>> START Source text

Structured Query Language/SELECT: Grouping

Structured Query Language
SELECT: Grouping

In this chapter we will leave the level of individual rows and describe statements that refer to groups of rows. In the context of SQL such 'row-groups' (or sets of rows) are built by the GROUP BY clause and further processed by the HAVING clause.

Constitute Groups

First we must establish criteria for filtering rows by groups. To do so we use the content of one or more columns of the involved table(s). If the values are identical, the rows belong to the same group. Consider the lastname in table person. In our small example we can insinuate that persons with same lastname form a family. So to see information about families we should use this column as the grouping criterion. This grouping allows us to ask questions concerning whole families, such as 'Which families are there?', 'How many families exists?', 'How many persons are in each family?'. All of these are questions about the whole group (which means the family), not about single rows (which means the person).

In the SQL syntax, the criterion is specified after the keyword GROUP BY and consists of one or more column names.

SELECT ...             -- as usual
FROM   ...             -- as usual (optionally plus JOINs)

>> END Source text

> **Brief 1**
Answer these questions from the text on SQL grouping:
(a) Which clause builds row-groups, and which clause further processes them?
(b) Which column of table person is used as the grouping criterion in the example?
(c) In the SQL syntax, what comes after the keyword GROUP BY?
> **Brief 2**
Extend the text on SQL grouping, starting after its last line.
None of the entries are needed here.

>> START Data supplied

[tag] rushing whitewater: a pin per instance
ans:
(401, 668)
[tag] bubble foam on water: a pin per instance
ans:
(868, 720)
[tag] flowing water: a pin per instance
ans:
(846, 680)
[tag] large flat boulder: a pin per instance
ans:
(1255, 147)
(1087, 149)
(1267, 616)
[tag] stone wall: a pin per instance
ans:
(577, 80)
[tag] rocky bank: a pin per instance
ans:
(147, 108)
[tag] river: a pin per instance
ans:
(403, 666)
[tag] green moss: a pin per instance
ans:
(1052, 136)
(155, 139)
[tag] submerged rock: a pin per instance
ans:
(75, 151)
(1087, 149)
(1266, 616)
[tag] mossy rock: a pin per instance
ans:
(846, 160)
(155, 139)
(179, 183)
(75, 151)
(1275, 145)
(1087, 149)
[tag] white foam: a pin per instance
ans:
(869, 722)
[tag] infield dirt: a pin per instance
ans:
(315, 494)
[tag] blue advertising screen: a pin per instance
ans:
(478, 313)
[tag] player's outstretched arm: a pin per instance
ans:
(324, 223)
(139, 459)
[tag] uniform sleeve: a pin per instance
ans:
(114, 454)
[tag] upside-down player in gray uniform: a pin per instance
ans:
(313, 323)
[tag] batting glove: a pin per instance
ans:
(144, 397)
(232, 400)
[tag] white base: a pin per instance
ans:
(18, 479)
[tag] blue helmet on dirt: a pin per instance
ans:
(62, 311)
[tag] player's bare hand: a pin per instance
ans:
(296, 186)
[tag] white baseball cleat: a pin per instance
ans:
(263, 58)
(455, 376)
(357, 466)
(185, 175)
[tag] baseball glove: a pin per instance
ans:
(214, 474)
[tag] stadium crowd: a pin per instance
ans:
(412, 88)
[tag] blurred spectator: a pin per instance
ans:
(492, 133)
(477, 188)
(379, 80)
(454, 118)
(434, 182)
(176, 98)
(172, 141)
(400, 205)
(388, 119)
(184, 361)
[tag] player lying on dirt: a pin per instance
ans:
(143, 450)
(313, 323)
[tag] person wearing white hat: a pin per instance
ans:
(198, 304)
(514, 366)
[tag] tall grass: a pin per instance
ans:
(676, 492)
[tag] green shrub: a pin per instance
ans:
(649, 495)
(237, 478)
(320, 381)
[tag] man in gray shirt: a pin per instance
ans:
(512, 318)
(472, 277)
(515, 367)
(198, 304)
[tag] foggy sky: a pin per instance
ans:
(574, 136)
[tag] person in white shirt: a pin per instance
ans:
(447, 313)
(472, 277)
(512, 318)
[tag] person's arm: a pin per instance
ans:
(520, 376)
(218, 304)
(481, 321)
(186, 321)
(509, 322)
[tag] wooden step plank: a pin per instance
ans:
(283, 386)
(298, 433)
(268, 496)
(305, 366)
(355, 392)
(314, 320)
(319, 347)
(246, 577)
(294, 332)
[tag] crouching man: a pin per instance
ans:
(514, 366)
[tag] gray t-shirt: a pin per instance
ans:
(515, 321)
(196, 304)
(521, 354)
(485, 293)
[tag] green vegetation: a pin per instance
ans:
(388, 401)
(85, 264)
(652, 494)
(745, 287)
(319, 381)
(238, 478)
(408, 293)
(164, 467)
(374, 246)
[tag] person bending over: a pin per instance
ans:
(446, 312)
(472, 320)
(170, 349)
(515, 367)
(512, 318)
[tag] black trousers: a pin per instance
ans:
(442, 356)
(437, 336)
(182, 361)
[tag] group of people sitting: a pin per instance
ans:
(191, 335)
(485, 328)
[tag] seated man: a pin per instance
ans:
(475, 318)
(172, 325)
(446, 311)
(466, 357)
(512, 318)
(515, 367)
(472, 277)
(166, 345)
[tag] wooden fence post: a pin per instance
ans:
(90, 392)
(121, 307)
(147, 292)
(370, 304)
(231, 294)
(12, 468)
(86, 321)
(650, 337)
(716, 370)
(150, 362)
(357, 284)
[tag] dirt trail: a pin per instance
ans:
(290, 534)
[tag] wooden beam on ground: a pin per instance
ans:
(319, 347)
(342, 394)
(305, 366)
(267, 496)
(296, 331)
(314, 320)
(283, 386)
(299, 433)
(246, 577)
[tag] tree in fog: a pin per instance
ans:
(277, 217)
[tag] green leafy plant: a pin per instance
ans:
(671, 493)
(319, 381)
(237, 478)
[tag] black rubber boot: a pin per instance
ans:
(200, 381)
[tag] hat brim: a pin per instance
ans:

>> END Data supplied

> **Final result 1**
(a) The GROUP BY clause builds row-groups, and the HAVING clause further processes them.
(b) The lastname column.
(c) One or more column names.

> **Final result 2**
GROUP BY <column-name>  -- optionally more column names
...                    -- optionally other elements of SELECT command
;

Our concrete example about families looks like this:

SELECT lastname
FROM   person
GROUP BY lastname;

The query retrieves seven 'family names' out of the ten rows. There are several persons with lastname 'Goldstein' or 'de Winter'.

We can retrieve the same seven 'family names' by applying the keyword DISTINCT in a SELECT without GROUP BY.

SELECT DISTINCT lastname
FROM   person;
-- no GROUP BY clause

What makes the difference? The DISTINCT keyword is limited to remove duplicate values. It can not initiate computations on other rows and columns of the result set. In contrast, the GROUP BY additionally arranges the intermediate received rows as several groups and offers the possibility to get information about each of these groups. It is even the case that within these groups all columns are available, not only the 'criterion'-column. To confirm this statement about 'all' columns, we use weight, which is not the 'criterion'-column.

SELECT lastname, avg(weight)  -- avg() is a function to compute the arithmetic mean of numerical values
FROM   person
GROUP BY lastname;

The result shows the seven family names - as seen before - plus the average weight of every family. The weight of individual persons is not shown. (In groups with precisely one person the average weight of the group is, of course, identical to the single person's weight.)

Grouping over multiple columns

If necessary, we can define the grouping over more than one column. In this case, we can imagine the concatenation of the columns as the grouping rule.

-- Group over one column: place_of_birth leads to 6 resulting rows
SELECT place_of_birth, count(*)
FROM   person
GROUP BY place_of_birth;
-- Group over two columns: place_of_birth plus lastname leads to 8 resulting rows with Richland and SF shown twice
SELECT place_of_birth, lastname, count(*)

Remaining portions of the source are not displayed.